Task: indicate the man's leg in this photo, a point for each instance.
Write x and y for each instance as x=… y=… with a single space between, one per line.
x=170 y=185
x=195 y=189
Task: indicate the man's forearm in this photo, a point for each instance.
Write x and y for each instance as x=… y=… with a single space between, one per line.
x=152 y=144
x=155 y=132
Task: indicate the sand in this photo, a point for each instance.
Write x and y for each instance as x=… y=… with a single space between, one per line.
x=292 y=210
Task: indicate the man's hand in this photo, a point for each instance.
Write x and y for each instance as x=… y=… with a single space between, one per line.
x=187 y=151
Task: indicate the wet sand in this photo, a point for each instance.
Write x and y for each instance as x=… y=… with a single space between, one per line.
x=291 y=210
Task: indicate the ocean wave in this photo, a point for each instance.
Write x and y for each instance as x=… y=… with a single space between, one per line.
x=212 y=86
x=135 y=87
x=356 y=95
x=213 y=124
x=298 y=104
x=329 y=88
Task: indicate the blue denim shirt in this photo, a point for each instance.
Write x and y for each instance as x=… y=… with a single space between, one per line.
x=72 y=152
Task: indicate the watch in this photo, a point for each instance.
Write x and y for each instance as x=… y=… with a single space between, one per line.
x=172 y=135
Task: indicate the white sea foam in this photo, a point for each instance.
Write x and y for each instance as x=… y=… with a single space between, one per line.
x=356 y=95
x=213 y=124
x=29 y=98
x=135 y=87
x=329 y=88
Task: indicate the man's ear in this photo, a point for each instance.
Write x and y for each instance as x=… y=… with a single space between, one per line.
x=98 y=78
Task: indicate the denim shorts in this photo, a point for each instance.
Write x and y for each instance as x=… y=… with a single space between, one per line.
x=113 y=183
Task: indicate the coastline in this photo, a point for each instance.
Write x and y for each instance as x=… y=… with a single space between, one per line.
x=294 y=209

== == ==

TASK ITEM: What lines in the listing above contain the word "denim"? Show each one.

OUTPUT:
Task: indicate the blue denim shirt in this photo, a point for each instance.
Task: indicate the denim shorts in this photo, a point for each instance.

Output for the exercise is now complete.